Begin EXCERPT TO READ
Sunday, July 31, 2011

35th Year

In my 35th year, the last grandparents' ashes successfully sprinkled in their final resting place, I find myself casting about for how to live.

I suddenly realize life is moving faster than my ability to learn from it or about it, and I can tell that for the rest of my life, I will never catch up. What to do with this expectation that life will someday make sense? That the choices you make will add up to a meaningful whole, resolve into a familiar picture, resonate on some level that means, "I've made it, and this is who I am, what it means, where I will live."

Having been a mother now for 2 years, it still strikes me more often than not as surreal, unbelievable -- sweet, yes, and deeply satisfying, yes. But not as grounding or as self-validating as I had expected somehow.

What does it mean that I love my life but can't feel that it's real on some deep internal level?

Some of it, I feel, is how fast friends spin outward from a center in the past that signaled our closeness. Time spirals people away faster than can be believed or processed. Even intense efforts at reconnection can't keep up with the days racing by or the moments that pile up when you're not watching. Who can watch everything?

I've been reading Greek and Roman philosophers and Carl Jung. Interesting that both seem to be reacting to a deep psychological need to stay on top of a rising tide of change. Marcus Aurelius -- emperor by day -- mad journaler by night, writing volume after volume of wise sayings and reminders to himself to stay calm, to stay grounded, not to let others dictate his mood or imbalance his equilibrium, even as his empire is threatened on multiple fronts, and his own rule must constantly be defended. Jung feels the same threats from his own unconscious, while watching a growing tide of world war rise up around him. Watch your dreams, he says, to understand your mind, to understand what your mind makes of you life and the world. Watch the world, Aurelius says, to understand yourself and your mind.

And inside me, a great silence but growing unease that I don't have a direction to follow that will lead me to the method by which I will know myself or my life or the world.

My laziness exceeds my ambition, so I disappoint myself daily. Self-flagellation is not enough to induce movement or effort.

Eric told me the story of our courtship and joined lives the other day when I expressed my profound feeling of disorientation. And his story grounded me for a while. It's a good one, and true. We do love each other. Our lives are good. Our life is good.
End EXCERPT TO READ
Begin RECORD EXTRACTS
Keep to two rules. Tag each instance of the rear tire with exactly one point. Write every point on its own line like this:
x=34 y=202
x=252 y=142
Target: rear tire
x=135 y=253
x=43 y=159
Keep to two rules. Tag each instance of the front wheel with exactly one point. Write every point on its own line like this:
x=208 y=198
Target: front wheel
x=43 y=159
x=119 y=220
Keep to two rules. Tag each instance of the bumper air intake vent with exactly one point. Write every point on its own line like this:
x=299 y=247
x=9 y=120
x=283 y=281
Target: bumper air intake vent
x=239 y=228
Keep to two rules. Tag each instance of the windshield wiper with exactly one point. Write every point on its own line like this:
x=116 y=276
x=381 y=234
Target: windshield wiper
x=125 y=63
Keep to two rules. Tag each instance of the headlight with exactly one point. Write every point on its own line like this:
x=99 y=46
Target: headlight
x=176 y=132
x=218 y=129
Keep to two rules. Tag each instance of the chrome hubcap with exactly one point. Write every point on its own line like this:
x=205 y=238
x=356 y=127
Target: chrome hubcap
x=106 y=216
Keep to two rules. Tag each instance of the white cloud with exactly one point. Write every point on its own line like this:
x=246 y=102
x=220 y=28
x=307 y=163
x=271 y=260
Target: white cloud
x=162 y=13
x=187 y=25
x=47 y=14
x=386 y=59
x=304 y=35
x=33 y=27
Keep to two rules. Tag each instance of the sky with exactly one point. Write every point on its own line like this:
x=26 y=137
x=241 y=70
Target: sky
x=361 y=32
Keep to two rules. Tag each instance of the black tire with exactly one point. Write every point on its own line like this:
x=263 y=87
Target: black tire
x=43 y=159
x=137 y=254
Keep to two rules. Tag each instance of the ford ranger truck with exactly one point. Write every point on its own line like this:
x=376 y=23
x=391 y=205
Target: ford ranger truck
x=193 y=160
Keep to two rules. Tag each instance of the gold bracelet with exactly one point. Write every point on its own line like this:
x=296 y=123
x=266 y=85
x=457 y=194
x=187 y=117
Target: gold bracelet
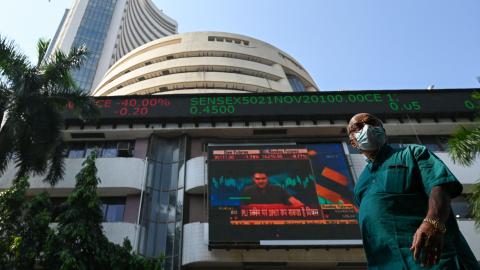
x=436 y=223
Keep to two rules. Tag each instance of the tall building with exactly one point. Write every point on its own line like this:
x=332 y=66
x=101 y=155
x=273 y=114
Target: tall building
x=109 y=29
x=205 y=62
x=187 y=119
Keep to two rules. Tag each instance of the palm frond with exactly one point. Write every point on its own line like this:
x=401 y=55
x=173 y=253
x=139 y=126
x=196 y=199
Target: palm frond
x=12 y=62
x=83 y=103
x=6 y=145
x=465 y=145
x=42 y=47
x=474 y=200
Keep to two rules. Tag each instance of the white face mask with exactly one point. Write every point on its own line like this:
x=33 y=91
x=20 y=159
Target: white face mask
x=370 y=137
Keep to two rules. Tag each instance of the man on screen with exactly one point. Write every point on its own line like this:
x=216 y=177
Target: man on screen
x=262 y=192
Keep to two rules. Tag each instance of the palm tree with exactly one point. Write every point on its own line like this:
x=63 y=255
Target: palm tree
x=464 y=148
x=32 y=100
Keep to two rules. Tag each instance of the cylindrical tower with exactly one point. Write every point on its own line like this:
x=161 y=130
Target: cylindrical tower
x=205 y=62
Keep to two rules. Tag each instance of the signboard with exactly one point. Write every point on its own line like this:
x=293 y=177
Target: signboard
x=318 y=105
x=272 y=193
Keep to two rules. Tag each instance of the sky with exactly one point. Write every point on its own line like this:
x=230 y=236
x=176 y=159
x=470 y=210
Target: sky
x=343 y=44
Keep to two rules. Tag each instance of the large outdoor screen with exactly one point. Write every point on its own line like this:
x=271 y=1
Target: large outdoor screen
x=274 y=194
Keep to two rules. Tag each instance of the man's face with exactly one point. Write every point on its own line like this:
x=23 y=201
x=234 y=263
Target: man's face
x=356 y=124
x=260 y=180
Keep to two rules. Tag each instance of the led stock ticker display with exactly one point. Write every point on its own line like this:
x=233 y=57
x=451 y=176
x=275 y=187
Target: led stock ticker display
x=280 y=192
x=274 y=105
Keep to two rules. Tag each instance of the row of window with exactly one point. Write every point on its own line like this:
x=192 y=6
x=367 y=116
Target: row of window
x=229 y=39
x=113 y=208
x=433 y=143
x=105 y=149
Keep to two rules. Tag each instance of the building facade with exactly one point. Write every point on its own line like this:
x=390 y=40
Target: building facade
x=109 y=29
x=205 y=62
x=158 y=173
x=169 y=107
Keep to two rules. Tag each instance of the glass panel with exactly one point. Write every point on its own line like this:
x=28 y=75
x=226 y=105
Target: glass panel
x=461 y=207
x=179 y=206
x=76 y=150
x=163 y=207
x=109 y=149
x=171 y=205
x=166 y=176
x=114 y=213
x=170 y=239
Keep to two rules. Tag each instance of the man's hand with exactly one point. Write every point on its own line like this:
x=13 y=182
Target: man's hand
x=427 y=244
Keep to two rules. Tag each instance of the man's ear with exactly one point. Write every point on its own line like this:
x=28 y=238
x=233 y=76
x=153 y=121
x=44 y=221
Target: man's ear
x=353 y=142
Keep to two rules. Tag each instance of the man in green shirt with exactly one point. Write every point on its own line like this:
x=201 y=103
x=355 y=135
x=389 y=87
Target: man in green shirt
x=403 y=197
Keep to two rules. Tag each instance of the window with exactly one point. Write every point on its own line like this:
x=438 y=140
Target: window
x=113 y=209
x=296 y=84
x=109 y=149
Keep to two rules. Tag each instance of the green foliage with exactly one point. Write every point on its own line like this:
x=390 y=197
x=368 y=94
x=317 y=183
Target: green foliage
x=79 y=242
x=32 y=99
x=24 y=226
x=474 y=200
x=464 y=148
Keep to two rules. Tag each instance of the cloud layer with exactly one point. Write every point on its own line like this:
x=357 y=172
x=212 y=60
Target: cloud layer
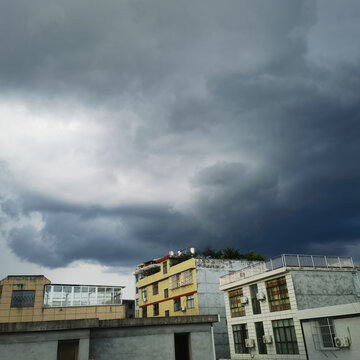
x=129 y=129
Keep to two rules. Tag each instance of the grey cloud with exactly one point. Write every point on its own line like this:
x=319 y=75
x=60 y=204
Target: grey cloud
x=233 y=84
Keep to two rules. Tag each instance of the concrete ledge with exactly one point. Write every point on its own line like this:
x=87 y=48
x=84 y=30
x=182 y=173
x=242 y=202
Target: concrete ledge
x=48 y=325
x=170 y=320
x=96 y=323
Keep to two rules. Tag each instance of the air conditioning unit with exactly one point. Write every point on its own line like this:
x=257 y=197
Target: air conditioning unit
x=244 y=300
x=260 y=296
x=249 y=343
x=267 y=339
x=342 y=342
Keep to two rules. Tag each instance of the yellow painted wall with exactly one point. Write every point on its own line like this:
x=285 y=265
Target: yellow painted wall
x=163 y=283
x=39 y=313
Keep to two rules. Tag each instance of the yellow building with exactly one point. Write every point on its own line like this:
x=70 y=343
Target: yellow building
x=27 y=298
x=167 y=287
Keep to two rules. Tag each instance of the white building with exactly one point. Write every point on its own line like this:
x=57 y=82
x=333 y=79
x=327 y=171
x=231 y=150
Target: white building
x=294 y=307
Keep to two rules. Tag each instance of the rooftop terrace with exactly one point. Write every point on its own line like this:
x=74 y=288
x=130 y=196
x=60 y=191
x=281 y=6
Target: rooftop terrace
x=288 y=260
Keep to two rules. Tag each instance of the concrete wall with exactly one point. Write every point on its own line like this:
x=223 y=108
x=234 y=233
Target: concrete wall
x=344 y=327
x=41 y=345
x=149 y=343
x=211 y=298
x=318 y=288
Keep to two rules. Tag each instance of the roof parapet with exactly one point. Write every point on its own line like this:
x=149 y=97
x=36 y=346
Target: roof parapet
x=289 y=260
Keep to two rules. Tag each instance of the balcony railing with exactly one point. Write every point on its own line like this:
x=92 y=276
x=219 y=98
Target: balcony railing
x=290 y=260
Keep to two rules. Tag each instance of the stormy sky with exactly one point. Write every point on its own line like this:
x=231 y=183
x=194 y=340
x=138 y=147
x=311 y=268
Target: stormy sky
x=130 y=128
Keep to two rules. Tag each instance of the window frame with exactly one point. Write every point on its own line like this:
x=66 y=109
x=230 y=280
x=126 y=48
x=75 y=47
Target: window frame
x=22 y=301
x=155 y=288
x=234 y=302
x=256 y=307
x=278 y=294
x=177 y=304
x=156 y=309
x=285 y=337
x=240 y=334
x=190 y=299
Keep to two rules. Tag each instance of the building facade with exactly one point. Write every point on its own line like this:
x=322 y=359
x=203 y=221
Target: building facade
x=173 y=338
x=33 y=298
x=183 y=285
x=281 y=309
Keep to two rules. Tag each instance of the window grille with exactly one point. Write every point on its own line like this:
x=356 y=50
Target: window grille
x=156 y=309
x=177 y=304
x=285 y=337
x=190 y=302
x=23 y=298
x=323 y=333
x=278 y=295
x=240 y=334
x=236 y=308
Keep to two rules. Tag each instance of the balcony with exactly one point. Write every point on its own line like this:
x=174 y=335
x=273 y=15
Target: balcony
x=288 y=260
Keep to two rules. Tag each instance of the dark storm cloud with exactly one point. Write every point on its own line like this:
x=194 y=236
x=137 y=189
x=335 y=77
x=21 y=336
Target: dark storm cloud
x=231 y=84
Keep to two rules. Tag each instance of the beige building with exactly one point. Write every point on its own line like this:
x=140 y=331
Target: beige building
x=27 y=298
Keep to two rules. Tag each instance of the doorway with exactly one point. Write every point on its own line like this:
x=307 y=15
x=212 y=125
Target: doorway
x=68 y=349
x=182 y=347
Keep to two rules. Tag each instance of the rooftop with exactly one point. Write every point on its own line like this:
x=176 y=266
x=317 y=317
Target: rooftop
x=289 y=260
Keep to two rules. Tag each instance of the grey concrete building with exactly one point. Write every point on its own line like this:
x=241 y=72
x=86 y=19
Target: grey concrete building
x=294 y=307
x=175 y=338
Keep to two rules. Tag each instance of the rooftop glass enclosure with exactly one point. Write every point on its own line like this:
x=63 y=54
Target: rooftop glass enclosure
x=80 y=295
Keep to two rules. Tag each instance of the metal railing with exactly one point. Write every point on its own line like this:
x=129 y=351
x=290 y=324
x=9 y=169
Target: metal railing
x=290 y=260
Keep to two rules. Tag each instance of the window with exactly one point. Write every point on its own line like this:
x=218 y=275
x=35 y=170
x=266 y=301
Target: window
x=68 y=350
x=155 y=289
x=22 y=298
x=236 y=308
x=254 y=301
x=356 y=279
x=327 y=332
x=259 y=328
x=278 y=295
x=177 y=304
x=240 y=334
x=186 y=278
x=285 y=338
x=156 y=309
x=144 y=294
x=190 y=303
End RECORD EXTRACTS
■ **REQUEST A**:
Answer these from the 35th Year post:
(i) How long has the writer been a mother?
(ii) What does Jung say to watch in order to understand your mind?
(iii) Who told the writer the story of their courtship?
■ **REQUEST B**: Rewrite the 35th Year post starting at "Sunday, July 31, 2011" and ending at "had expected somehow.", putting "remains" in place of "ashes".
■ **REQUEST C**: List every person the 35th Year post mentions by name.
Work from the 35th Year post alone and leave the material aside.

■ **TASK RESPONSE A**:
(i) 2 years
(ii) Your dreams
(iii) Eric

■ **TASK RESPONSE B**:
Sunday, July 31, 2011

35th Year

In my 35th year, the last grandparents' remains successfully sprinkled in their final resting place, I find myself casting about for how to live.

I suddenly realize life is moving faster than my ability to learn from it or about it, and I can tell that for the rest of my life, I will never catch up. What to do with this expectation that life will someday make sense? That the choices you make will add up to a meaningful whole, resolve into a familiar picture, resonate on some level that means, "I've made it, and this is who I am, what it means, where I will live."

Having been a mother now for 2 years, it still strikes me more often than not as surreal, unbelievable -- sweet, yes, and deeply satisfying, yes. But not as grounding or as self-validating as I had expected somehow.

■ **TASK RESPONSE C**: Carl Jung, Marcus Aurelius, Eric